::: MATERIAL FOR THE TASK

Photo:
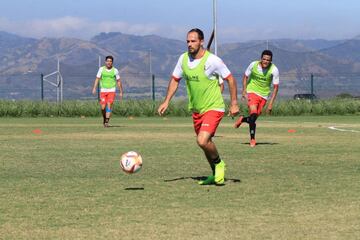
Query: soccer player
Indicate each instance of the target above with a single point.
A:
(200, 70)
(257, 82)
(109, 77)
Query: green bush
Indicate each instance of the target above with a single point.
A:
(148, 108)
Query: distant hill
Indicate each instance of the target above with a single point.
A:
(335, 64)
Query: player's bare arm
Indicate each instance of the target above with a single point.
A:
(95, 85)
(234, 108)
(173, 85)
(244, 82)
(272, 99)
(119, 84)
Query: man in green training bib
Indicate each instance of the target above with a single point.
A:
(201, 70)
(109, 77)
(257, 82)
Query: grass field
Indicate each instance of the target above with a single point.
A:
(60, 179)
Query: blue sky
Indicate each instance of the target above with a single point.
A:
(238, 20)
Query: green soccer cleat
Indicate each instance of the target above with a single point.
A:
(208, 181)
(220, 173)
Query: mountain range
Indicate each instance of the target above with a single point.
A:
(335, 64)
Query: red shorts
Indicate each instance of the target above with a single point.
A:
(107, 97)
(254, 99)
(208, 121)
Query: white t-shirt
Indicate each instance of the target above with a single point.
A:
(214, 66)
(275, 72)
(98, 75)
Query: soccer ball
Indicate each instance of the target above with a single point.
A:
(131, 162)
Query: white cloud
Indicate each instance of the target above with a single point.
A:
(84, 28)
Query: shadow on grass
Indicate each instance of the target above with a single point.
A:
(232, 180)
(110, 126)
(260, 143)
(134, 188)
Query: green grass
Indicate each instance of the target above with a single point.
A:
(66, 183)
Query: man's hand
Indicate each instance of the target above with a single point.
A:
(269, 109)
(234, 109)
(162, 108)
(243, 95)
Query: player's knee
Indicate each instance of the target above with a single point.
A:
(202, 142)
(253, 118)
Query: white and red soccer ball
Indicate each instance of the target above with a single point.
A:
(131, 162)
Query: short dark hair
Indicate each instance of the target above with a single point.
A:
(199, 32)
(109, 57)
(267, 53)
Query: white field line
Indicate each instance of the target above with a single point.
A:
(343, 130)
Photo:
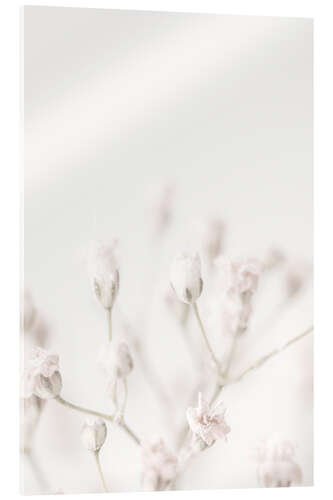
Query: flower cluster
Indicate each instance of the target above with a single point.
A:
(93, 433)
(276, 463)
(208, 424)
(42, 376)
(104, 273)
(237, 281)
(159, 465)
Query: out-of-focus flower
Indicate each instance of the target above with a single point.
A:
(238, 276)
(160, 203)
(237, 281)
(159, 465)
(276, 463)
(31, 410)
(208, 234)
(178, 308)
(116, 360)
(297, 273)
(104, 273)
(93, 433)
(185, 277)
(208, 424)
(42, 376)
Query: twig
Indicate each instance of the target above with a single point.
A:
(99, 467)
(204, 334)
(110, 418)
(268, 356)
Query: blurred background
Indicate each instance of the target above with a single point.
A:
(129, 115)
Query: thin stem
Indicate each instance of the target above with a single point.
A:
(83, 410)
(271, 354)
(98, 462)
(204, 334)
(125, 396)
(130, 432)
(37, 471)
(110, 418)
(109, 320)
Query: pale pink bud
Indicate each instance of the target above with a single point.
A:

::::::
::: MATERIAL FOR THE TASK

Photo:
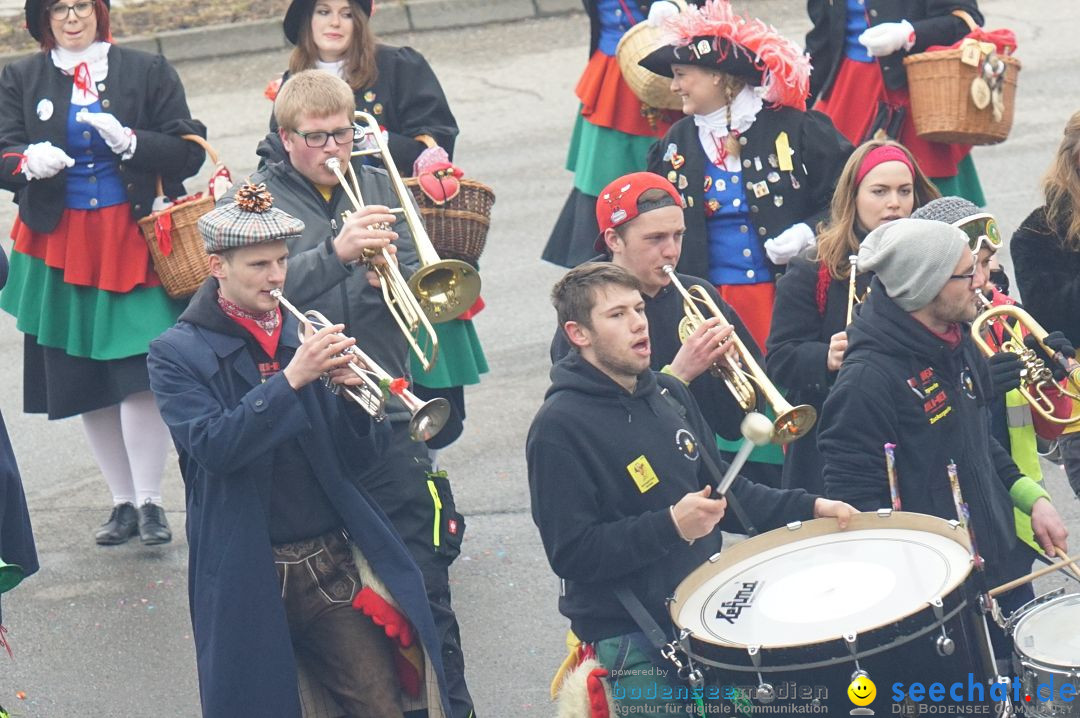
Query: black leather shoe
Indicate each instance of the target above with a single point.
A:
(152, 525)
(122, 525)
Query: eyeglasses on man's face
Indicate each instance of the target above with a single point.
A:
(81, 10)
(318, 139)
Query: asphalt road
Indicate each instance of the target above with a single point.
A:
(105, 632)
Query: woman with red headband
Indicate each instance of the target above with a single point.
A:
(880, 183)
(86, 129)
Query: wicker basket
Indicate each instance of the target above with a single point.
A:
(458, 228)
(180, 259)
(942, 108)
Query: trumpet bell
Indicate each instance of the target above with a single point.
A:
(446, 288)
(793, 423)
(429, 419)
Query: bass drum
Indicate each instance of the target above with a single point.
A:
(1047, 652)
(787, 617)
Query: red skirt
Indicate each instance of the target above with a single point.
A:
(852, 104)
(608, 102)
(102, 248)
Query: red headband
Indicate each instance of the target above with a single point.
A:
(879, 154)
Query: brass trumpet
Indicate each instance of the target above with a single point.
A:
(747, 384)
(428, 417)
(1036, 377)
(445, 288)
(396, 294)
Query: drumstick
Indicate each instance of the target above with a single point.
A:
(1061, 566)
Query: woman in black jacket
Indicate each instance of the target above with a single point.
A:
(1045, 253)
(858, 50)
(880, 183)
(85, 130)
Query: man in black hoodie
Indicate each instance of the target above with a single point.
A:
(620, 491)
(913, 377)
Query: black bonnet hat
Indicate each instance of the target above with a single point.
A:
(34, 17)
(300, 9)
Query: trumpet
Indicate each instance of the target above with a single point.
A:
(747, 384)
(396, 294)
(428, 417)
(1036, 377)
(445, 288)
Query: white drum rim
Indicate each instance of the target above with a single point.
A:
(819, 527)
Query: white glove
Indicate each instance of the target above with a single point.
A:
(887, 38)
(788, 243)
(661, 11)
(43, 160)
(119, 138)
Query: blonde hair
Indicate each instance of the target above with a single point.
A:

::::::
::: MATERIAL FOR THE TASK

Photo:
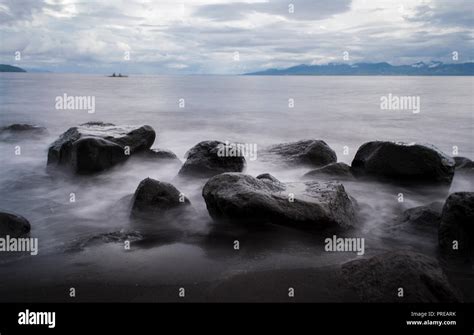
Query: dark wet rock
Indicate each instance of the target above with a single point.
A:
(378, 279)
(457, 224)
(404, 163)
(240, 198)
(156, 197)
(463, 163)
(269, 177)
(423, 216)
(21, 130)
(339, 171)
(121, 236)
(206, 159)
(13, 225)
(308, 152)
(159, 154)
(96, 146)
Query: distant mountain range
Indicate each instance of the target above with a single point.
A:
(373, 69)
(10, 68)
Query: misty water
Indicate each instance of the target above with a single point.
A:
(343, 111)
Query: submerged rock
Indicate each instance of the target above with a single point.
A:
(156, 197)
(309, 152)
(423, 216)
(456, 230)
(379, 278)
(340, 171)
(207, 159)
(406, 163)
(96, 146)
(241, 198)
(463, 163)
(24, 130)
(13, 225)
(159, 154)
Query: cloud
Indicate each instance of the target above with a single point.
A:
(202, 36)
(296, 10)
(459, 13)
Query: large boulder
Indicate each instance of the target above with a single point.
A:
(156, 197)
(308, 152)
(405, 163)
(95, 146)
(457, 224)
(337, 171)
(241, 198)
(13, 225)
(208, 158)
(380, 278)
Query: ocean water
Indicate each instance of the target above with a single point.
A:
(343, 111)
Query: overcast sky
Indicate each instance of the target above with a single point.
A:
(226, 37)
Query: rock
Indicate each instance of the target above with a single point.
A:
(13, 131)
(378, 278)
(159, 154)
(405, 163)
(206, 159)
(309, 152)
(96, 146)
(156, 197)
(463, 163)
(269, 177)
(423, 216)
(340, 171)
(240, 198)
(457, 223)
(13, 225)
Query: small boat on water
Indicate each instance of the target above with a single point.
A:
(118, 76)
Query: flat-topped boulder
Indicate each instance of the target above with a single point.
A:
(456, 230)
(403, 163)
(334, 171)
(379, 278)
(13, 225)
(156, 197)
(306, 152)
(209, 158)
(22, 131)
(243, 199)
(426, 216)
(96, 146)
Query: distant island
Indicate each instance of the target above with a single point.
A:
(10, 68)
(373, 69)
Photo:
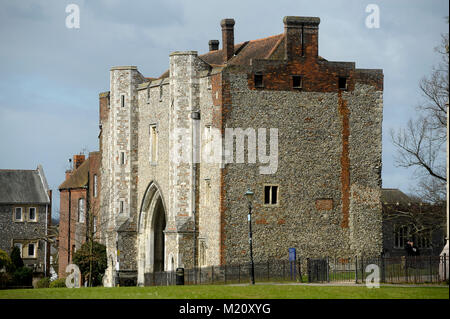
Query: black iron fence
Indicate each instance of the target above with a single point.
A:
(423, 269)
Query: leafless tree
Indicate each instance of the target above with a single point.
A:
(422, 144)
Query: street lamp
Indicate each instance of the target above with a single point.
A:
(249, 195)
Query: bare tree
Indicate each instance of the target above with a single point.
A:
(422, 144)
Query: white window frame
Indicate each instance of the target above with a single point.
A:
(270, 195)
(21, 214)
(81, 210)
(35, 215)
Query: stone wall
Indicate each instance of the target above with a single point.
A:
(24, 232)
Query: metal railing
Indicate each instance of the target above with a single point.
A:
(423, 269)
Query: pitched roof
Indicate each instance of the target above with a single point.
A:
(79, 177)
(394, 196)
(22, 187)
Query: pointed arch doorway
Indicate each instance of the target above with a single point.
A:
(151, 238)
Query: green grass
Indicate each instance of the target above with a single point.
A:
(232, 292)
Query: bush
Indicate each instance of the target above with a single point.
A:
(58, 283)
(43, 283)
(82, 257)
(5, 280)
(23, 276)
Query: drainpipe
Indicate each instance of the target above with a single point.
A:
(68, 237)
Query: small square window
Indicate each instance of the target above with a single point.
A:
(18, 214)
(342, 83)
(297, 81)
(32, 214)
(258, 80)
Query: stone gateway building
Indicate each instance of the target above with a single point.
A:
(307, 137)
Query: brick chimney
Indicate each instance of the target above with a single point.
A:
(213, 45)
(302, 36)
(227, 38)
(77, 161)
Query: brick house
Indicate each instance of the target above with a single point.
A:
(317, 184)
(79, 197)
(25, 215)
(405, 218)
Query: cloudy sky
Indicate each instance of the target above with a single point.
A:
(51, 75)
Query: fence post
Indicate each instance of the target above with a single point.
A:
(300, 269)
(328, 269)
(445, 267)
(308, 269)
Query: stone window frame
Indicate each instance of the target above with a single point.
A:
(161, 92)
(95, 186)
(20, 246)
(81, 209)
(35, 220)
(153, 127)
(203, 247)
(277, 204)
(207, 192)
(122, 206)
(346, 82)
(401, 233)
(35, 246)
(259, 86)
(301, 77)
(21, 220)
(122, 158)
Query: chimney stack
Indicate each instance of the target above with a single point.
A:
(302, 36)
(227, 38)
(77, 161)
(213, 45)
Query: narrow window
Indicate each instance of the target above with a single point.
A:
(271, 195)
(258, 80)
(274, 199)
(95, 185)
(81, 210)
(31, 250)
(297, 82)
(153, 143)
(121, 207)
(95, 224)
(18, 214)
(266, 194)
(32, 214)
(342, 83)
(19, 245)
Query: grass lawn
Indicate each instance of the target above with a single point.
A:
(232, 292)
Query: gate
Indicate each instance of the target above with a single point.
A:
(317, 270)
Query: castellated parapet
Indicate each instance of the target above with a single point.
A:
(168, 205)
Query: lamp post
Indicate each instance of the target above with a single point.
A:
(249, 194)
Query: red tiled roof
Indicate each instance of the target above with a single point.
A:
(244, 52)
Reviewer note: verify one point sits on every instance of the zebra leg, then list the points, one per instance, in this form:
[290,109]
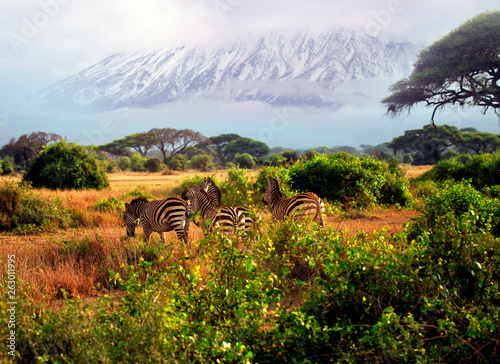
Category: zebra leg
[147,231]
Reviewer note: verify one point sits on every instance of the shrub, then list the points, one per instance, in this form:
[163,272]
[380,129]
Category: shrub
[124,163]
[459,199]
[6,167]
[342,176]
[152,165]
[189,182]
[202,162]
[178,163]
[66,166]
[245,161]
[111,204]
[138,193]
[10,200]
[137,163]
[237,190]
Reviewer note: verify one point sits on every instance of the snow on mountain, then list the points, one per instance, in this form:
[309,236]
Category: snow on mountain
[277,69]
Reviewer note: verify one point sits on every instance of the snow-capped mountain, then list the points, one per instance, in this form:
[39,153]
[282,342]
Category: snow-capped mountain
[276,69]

::::::

▶ [TASK INSTRUCTIONS]
From the records above, pull every line that has the string "brick" and copy it.

▶ [ANSWER BOX]
Query: brick chimney
Query: brick house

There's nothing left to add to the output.